**Written exercise**.
In the court ruling excerpt, what date does the respondent's document request reach back to?

**Text block**.
>>

A trial court has broad discretion to grant or deny disclosure requests and must balance
the needs of the party seeking discovery against such opposing interests as
expedition. Chinatown Preserv. HDFC v. Yu Hua Chen, 27 Misc .3d 1213(A) (Civ. Ct. N.Y. Co.
2010), citing Town of Pleasant Valley v. New York State Bd. of Real Property Services, 253
A.D.2d 8, 16 (2nd Dept 1999). Here this Court does take issue with the time period sought in the
proposed Demand for Discovery. NYSCEF Document #17 . Respondent seeks documents dating
back to January 1, 1974. The court finds this period requested burdensome, onerous, and overly
broad, particularly considering supporting documentation provided by both sides. Respondent in
its reply papers notes that it seeks discovery regarding petitioner's claim that the apartment has
been deregulated through substantial rehabilitation and respondent seeks information outlined in
the DHCR Operational Bulletin 95-2. The petitioner states the substantial rehabilitation occurred
over a multi-year period, beginning with petitioner's predecessor, from on or around 2006
through 2012. The respondent, in its reply papers, states that he seeks documents to show
whether or not the building was substantially rehabilitated during the relevant period. The
updated certificate of occupancy confirms that effective May 3, 2012 the building was registered
as an eight-unit building.

<<

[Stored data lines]
>>

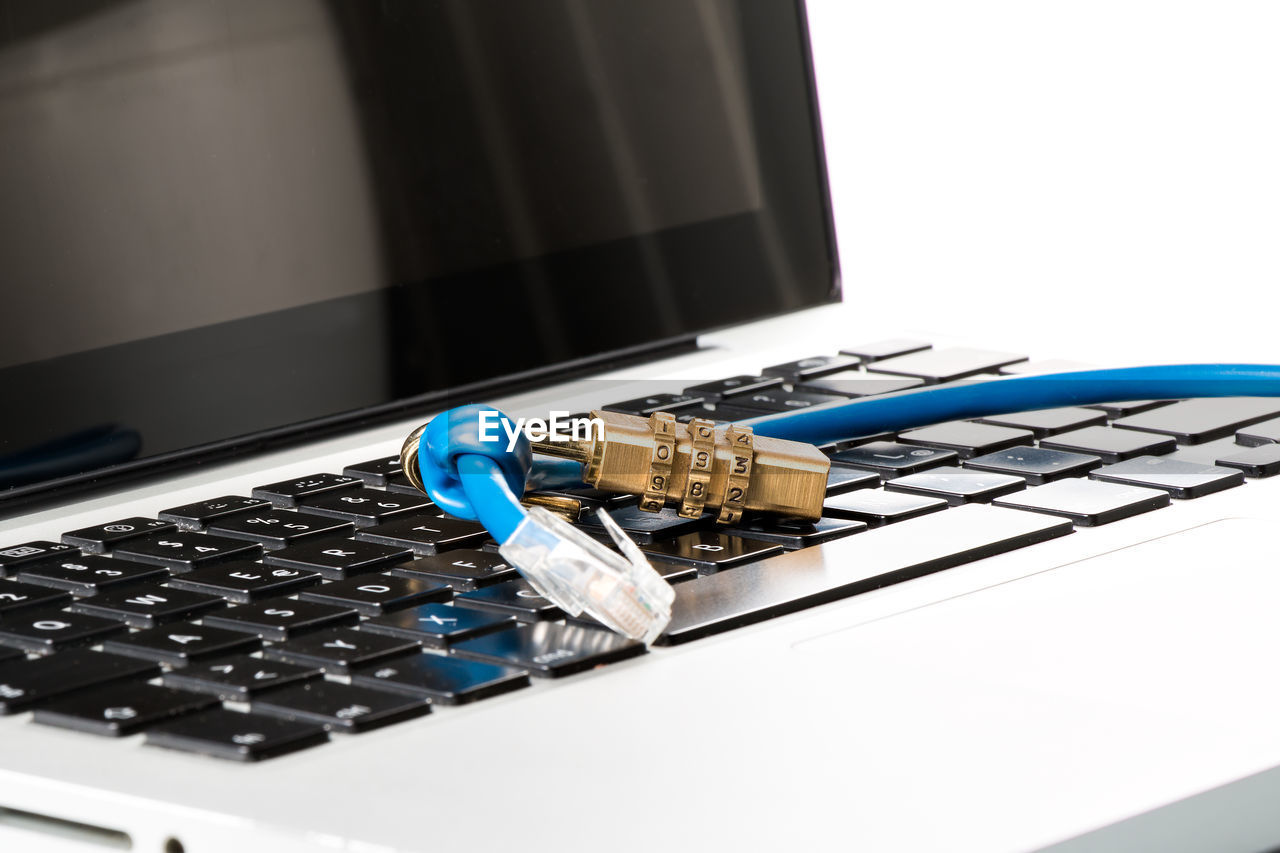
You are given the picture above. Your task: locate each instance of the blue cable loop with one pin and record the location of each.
(481, 480)
(908, 409)
(471, 478)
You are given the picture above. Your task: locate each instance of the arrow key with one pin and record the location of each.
(122, 708)
(437, 625)
(240, 678)
(338, 649)
(341, 707)
(181, 643)
(444, 680)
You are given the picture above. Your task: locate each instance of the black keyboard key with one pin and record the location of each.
(425, 536)
(366, 507)
(1260, 461)
(711, 550)
(464, 569)
(101, 537)
(341, 707)
(289, 492)
(90, 575)
(46, 630)
(181, 643)
(965, 438)
(446, 680)
(195, 516)
(27, 682)
(1180, 479)
(958, 486)
(240, 678)
(279, 619)
(645, 406)
(146, 605)
(842, 479)
(238, 737)
(376, 594)
(812, 368)
(338, 559)
(338, 649)
(1194, 422)
(17, 596)
(184, 551)
(946, 365)
(1111, 445)
(1265, 433)
(721, 413)
(437, 625)
(1087, 502)
(794, 533)
(1050, 422)
(878, 507)
(1205, 454)
(1128, 406)
(858, 383)
(890, 459)
(246, 582)
(280, 528)
(648, 527)
(376, 471)
(31, 553)
(888, 349)
(1036, 465)
(849, 566)
(775, 400)
(513, 598)
(551, 649)
(741, 384)
(118, 710)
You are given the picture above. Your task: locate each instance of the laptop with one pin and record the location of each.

<<

**Full solution**.
January 1, 1974